= The task =
Copy out, from the data below, each line in which the word "cargo" occurs.

[Material shown Boundary: Start]

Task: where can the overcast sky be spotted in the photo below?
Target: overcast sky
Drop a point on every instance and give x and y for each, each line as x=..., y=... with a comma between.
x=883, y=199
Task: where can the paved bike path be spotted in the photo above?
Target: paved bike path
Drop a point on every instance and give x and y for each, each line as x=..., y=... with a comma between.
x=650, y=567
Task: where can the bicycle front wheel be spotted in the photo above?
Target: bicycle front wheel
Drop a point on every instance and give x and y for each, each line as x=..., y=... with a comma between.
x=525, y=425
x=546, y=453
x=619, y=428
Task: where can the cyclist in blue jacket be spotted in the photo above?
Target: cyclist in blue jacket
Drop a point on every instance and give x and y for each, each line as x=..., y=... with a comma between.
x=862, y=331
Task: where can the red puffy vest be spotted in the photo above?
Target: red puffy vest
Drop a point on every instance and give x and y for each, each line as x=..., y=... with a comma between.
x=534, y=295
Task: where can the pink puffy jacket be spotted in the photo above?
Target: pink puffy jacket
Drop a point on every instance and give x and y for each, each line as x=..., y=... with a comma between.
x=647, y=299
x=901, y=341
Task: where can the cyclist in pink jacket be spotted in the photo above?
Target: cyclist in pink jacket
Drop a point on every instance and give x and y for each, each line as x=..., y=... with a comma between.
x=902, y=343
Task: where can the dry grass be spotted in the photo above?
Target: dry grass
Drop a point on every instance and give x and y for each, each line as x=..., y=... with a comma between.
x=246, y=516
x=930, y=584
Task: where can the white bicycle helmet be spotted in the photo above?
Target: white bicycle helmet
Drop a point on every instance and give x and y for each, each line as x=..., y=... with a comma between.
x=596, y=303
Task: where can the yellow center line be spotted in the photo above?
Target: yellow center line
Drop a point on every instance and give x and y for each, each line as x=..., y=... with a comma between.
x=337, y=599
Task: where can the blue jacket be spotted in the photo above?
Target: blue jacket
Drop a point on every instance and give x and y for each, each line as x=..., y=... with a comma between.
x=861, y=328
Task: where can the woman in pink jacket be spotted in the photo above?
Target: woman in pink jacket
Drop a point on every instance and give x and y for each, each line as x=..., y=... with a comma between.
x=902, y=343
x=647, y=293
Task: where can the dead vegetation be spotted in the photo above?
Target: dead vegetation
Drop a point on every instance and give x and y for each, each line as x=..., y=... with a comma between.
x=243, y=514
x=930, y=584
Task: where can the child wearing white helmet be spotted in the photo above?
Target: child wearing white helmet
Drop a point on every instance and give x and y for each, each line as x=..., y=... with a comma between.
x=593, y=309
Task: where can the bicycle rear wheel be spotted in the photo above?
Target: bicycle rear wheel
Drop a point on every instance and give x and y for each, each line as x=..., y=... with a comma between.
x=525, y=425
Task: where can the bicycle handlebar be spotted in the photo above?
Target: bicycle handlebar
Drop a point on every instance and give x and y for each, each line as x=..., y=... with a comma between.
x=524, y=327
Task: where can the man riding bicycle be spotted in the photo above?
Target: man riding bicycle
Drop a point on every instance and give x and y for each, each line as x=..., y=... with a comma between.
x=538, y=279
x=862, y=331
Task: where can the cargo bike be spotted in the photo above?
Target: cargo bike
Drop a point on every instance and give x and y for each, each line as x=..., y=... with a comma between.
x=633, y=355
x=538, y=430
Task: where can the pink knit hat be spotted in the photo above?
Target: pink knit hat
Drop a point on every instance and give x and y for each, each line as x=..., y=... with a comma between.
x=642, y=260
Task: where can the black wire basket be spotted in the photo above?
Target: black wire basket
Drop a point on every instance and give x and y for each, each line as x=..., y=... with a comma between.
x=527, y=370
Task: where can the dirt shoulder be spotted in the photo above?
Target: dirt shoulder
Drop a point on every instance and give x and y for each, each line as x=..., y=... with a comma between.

[Material shown Boundary: End]

= Response for this exercise =
Task: where can the cargo bike be spotted in the photo above?
Target: cargo bike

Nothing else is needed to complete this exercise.